## TO DO
Could you collect every line of the material below that contains the word "draw"? Case matters, so a match must have the same capital and lowercase letters.

━━ DATA FOR THIS TASK

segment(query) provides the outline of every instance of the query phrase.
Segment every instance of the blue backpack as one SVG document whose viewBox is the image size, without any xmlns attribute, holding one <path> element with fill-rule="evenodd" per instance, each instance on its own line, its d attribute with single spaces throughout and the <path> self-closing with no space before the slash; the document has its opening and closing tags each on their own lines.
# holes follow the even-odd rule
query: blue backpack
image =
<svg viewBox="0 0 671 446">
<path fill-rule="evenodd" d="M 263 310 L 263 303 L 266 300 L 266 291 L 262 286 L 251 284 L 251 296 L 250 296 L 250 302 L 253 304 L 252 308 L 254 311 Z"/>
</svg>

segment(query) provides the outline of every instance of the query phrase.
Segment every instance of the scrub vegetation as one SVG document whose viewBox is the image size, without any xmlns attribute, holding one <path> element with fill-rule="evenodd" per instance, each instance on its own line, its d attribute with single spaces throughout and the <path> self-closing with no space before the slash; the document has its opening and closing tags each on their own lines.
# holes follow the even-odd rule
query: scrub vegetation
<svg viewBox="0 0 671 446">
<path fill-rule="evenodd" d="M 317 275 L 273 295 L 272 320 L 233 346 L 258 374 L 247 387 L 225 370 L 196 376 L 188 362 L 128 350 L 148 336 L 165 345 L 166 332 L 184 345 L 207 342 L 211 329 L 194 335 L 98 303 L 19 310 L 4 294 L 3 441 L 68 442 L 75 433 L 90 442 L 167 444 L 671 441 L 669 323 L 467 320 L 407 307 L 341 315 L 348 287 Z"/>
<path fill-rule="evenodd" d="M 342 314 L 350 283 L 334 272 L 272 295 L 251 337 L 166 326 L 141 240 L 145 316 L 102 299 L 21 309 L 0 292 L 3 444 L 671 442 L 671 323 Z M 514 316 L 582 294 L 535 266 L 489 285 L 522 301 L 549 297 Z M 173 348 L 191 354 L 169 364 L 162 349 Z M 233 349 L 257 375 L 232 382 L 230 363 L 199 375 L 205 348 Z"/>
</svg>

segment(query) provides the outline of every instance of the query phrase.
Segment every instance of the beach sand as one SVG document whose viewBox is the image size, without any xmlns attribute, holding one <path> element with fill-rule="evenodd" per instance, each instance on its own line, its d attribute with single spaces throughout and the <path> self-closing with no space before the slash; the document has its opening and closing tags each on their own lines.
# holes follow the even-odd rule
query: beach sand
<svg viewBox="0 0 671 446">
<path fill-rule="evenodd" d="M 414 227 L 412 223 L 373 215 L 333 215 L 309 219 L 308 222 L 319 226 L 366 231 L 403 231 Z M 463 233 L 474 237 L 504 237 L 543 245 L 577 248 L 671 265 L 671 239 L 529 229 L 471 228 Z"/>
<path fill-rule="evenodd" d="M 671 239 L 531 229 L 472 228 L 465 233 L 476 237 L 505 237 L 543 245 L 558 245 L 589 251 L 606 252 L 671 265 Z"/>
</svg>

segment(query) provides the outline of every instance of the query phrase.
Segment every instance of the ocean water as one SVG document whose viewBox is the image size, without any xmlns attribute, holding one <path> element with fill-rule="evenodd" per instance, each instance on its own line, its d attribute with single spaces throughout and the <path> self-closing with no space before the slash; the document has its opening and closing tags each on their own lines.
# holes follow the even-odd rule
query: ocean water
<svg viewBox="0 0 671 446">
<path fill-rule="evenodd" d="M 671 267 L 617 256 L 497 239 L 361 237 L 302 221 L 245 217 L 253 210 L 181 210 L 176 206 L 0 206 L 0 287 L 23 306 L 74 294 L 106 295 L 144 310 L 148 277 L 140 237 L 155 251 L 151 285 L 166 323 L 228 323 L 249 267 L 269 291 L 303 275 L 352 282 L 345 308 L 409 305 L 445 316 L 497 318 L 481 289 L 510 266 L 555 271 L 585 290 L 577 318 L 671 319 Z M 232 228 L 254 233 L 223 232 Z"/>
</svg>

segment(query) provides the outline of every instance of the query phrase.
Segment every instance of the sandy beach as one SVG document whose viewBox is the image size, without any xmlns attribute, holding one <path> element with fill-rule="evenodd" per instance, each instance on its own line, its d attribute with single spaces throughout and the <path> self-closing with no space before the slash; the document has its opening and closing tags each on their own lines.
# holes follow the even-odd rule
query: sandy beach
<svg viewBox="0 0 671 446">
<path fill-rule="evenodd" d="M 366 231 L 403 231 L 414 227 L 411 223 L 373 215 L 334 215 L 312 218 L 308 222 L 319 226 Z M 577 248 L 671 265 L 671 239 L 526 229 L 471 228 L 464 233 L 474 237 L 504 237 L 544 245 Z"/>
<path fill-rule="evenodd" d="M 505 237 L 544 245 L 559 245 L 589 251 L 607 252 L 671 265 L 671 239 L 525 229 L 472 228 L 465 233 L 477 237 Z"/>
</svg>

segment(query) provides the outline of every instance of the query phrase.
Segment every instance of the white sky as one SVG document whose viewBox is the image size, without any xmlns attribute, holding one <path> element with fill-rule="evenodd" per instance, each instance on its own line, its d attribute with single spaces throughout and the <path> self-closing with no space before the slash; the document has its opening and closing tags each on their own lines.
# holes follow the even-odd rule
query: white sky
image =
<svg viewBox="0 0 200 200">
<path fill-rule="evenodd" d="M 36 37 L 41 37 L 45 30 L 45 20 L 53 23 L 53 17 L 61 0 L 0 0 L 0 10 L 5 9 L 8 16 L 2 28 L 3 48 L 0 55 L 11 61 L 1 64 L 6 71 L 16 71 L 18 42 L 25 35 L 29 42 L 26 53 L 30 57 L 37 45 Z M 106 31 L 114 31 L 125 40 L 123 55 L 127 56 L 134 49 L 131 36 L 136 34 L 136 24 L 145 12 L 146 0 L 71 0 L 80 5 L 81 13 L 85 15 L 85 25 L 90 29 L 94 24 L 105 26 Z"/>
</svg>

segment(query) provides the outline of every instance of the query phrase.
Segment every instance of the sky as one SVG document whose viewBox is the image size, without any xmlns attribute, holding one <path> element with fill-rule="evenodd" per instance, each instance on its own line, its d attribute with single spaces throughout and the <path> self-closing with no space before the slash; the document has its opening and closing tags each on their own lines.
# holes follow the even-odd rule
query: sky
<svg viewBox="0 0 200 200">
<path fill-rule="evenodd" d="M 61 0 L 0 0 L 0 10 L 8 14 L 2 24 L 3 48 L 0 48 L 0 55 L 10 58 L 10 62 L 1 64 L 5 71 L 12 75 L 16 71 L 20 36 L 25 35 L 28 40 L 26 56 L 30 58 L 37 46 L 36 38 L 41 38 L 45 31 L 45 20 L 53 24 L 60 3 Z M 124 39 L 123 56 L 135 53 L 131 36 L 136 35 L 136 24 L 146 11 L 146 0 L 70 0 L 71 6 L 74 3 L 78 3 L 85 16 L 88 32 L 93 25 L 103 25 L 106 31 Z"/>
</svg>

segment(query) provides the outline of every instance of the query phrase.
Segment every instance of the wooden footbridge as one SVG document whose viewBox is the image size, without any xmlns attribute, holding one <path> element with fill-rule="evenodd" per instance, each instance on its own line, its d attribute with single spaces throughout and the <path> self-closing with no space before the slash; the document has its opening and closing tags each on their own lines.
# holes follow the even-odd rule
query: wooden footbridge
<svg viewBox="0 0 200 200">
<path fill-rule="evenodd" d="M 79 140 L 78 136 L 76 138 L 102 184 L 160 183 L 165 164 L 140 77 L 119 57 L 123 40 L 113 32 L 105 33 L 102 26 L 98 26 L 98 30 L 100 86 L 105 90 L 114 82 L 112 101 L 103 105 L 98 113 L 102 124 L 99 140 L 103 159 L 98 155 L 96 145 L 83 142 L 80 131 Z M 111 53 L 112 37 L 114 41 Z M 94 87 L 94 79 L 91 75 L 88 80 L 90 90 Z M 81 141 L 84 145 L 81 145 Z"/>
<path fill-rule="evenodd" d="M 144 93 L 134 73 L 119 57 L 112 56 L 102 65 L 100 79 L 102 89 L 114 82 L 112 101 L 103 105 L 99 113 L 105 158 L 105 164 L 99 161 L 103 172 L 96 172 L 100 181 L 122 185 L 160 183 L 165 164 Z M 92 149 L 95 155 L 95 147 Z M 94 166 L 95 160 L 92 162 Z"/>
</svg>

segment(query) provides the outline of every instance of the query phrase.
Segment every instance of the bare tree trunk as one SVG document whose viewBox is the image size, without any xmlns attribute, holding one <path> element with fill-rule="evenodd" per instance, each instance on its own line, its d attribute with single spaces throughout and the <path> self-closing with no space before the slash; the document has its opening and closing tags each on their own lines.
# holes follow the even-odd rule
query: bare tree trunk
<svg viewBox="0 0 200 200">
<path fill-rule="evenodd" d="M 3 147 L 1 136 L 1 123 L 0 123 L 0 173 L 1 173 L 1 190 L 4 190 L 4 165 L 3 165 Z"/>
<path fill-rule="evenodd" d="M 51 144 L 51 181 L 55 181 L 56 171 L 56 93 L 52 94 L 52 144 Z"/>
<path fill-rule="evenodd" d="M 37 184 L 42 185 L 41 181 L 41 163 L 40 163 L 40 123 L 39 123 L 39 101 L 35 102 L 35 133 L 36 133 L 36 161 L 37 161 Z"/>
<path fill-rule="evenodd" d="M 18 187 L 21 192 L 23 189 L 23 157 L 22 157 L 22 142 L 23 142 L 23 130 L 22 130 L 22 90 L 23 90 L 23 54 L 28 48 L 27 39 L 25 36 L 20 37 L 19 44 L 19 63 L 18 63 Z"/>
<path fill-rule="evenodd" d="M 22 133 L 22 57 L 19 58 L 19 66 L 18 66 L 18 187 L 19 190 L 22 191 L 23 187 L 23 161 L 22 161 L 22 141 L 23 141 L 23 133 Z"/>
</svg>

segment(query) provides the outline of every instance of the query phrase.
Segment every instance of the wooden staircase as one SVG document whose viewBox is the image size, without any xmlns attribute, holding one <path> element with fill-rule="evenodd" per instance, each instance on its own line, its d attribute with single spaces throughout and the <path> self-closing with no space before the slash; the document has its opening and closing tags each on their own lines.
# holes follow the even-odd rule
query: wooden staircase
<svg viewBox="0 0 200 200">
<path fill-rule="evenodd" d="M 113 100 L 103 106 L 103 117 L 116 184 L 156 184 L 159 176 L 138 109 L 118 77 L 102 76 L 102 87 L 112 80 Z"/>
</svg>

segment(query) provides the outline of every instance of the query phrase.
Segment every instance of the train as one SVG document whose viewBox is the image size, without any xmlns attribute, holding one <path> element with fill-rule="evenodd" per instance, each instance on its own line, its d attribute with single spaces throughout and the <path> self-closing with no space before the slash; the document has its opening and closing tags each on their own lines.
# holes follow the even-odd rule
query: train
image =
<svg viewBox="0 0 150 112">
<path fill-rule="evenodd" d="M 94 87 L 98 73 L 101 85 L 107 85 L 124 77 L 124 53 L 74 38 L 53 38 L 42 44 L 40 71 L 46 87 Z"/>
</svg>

━━━━
━━ DATA FOR THIS TASK

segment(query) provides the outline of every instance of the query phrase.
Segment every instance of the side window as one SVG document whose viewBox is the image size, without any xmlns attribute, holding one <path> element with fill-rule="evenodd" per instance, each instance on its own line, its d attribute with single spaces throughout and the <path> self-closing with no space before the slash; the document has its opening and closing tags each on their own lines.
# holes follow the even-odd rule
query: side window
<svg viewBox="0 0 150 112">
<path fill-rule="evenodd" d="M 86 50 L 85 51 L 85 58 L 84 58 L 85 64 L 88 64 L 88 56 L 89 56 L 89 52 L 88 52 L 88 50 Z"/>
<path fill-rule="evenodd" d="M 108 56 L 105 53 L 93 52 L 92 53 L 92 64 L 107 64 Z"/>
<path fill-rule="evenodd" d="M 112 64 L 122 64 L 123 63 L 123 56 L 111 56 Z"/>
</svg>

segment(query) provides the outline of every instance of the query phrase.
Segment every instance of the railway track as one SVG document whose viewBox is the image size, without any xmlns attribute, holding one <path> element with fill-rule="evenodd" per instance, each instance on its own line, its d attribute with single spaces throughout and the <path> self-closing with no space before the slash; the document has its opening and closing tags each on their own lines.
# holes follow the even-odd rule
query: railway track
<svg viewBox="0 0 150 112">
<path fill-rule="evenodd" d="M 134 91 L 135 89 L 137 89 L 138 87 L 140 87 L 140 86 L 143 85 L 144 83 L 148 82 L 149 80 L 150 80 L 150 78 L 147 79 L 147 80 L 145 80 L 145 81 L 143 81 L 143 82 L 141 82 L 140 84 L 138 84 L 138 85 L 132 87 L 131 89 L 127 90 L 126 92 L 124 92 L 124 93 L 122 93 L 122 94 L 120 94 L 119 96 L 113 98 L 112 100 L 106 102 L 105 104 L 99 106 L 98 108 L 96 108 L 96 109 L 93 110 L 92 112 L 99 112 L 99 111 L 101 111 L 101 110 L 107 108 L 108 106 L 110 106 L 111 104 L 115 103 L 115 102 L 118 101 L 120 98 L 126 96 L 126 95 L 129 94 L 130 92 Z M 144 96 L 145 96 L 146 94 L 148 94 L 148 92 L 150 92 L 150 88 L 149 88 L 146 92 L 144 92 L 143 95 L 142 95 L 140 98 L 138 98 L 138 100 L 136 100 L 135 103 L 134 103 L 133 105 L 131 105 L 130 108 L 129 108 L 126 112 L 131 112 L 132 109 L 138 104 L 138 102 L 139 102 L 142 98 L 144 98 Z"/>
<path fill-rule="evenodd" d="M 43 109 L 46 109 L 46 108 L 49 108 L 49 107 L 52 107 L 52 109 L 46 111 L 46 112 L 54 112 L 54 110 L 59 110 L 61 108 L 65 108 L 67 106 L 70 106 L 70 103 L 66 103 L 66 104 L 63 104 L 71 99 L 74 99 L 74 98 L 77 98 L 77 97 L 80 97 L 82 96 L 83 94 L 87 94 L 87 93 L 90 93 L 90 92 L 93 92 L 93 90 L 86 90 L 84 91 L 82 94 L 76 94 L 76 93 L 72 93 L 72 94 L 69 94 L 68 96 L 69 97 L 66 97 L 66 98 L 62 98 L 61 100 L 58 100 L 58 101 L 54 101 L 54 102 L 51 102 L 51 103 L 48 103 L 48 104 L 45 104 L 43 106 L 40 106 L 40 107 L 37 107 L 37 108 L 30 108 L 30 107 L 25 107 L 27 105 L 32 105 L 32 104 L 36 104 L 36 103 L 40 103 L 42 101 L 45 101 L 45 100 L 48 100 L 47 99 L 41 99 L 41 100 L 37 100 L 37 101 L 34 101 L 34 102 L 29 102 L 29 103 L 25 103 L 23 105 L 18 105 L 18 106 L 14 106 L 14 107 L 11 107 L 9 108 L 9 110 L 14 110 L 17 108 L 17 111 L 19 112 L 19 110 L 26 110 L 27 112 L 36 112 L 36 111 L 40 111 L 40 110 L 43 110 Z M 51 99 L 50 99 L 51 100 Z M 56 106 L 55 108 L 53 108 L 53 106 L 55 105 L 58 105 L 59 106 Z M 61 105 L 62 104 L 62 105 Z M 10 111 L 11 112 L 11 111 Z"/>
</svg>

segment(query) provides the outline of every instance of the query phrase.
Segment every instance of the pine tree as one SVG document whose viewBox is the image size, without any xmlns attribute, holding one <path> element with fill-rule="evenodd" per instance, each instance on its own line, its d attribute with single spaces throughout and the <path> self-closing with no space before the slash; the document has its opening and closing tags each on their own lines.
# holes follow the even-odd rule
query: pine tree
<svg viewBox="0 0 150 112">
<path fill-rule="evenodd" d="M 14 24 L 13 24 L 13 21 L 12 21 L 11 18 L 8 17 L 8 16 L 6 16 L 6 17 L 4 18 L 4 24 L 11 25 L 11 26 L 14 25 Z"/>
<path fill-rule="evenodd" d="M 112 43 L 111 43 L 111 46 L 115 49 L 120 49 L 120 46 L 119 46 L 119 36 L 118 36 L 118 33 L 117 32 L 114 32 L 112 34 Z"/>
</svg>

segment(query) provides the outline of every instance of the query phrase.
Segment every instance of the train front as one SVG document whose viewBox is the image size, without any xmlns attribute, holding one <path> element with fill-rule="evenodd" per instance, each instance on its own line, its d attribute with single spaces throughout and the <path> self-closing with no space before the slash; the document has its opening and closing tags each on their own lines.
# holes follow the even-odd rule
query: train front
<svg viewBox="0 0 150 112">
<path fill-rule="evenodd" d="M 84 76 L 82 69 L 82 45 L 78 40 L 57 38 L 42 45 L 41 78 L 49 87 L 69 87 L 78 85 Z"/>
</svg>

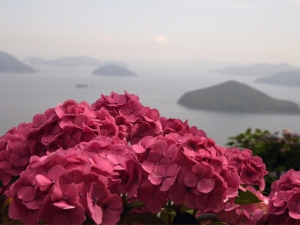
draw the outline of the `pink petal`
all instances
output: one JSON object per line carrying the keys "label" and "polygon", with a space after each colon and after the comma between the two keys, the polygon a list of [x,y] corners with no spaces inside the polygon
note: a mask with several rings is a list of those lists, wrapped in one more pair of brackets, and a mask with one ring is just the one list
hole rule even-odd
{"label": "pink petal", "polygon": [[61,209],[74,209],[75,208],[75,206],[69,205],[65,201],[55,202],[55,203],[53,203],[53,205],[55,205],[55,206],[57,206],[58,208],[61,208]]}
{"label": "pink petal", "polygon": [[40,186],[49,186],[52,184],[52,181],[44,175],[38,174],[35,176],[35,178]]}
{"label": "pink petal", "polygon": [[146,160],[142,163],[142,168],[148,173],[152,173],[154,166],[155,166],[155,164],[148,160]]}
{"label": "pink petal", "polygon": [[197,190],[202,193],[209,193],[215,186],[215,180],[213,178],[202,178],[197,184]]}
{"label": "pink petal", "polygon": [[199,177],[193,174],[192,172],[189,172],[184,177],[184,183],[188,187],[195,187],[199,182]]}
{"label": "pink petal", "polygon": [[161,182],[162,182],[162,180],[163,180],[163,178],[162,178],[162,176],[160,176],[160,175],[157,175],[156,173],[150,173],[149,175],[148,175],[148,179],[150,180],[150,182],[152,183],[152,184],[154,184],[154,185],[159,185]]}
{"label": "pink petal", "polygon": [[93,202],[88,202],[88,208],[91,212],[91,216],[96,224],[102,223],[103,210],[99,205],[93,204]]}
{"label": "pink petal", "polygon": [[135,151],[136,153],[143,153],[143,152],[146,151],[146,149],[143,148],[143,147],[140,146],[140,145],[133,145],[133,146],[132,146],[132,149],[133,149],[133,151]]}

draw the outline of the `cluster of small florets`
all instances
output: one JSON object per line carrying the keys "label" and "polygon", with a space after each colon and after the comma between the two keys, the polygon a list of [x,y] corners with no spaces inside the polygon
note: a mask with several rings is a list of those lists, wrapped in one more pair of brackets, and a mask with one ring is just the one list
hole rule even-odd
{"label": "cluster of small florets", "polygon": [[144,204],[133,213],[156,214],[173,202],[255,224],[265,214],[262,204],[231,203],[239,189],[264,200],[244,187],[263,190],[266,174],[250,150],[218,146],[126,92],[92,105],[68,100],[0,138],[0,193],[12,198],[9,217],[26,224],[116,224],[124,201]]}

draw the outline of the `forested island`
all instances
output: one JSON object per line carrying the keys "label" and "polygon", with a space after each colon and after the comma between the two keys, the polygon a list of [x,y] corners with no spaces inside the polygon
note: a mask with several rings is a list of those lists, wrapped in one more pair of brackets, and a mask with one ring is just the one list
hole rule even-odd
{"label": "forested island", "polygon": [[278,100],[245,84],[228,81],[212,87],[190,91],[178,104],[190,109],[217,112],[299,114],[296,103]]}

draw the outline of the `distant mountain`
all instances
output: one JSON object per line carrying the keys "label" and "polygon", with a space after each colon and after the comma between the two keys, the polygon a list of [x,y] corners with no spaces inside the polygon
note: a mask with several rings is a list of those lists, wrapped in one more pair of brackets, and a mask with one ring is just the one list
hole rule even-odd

━━━━

## OUTPUT OF THE TASK
draw the outline of the `pink petal`
draw the outline of the `cluster of small florets`
draw the outline of the `forested island`
draw the outline of the `distant mountain`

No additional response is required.